(TASK OBJECTIVE)
Each record must appear in the answer exactly as given.

-- DATASET RECORDS follows --

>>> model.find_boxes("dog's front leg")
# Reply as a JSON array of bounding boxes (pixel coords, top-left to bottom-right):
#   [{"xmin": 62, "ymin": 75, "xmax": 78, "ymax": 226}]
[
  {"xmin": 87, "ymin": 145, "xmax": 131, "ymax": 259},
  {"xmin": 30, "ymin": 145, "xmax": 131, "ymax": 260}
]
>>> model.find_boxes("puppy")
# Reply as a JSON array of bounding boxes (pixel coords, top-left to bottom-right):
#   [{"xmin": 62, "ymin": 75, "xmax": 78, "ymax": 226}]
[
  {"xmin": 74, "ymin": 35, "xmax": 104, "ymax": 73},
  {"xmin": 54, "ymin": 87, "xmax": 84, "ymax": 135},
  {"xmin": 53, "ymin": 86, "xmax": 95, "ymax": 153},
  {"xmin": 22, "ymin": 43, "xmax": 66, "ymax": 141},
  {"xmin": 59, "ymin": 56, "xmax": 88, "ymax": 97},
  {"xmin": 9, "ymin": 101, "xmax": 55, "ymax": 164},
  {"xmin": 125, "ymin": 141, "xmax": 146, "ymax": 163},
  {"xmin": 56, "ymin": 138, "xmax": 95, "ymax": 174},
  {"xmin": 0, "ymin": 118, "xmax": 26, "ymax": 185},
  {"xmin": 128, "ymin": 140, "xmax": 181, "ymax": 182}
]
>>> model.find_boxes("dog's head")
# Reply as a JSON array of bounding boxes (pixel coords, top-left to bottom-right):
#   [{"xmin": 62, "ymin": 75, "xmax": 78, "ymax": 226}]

-- DATASET RECORDS concluded --

(EXERCISE ANSWER)
>>> model.find_boxes("dog's front leg")
# Reply as a JSON array of bounding boxes (pixel coords, top-left to bottom-right):
#   [{"xmin": 62, "ymin": 75, "xmax": 78, "ymax": 226}]
[
  {"xmin": 87, "ymin": 145, "xmax": 131, "ymax": 259},
  {"xmin": 30, "ymin": 145, "xmax": 131, "ymax": 260}
]
>>> model.find_boxes("puppy")
# Reply as a JSON array of bounding boxes (pixel coords, top-left to bottom-right):
#   [{"xmin": 62, "ymin": 75, "xmax": 78, "ymax": 226}]
[
  {"xmin": 74, "ymin": 35, "xmax": 104, "ymax": 73},
  {"xmin": 54, "ymin": 87, "xmax": 84, "ymax": 135},
  {"xmin": 53, "ymin": 86, "xmax": 95, "ymax": 153},
  {"xmin": 22, "ymin": 43, "xmax": 66, "ymax": 141},
  {"xmin": 59, "ymin": 56, "xmax": 88, "ymax": 97},
  {"xmin": 9, "ymin": 101, "xmax": 55, "ymax": 164},
  {"xmin": 125, "ymin": 141, "xmax": 146, "ymax": 163},
  {"xmin": 56, "ymin": 138, "xmax": 95, "ymax": 174},
  {"xmin": 0, "ymin": 118, "xmax": 26, "ymax": 185},
  {"xmin": 128, "ymin": 140, "xmax": 181, "ymax": 182}
]
>>> model.find_boxes("dog's head")
# Reply as a JSON array of bounding boxes (pixel coords, top-left to bottom-right):
#   [{"xmin": 62, "ymin": 75, "xmax": 78, "ymax": 226}]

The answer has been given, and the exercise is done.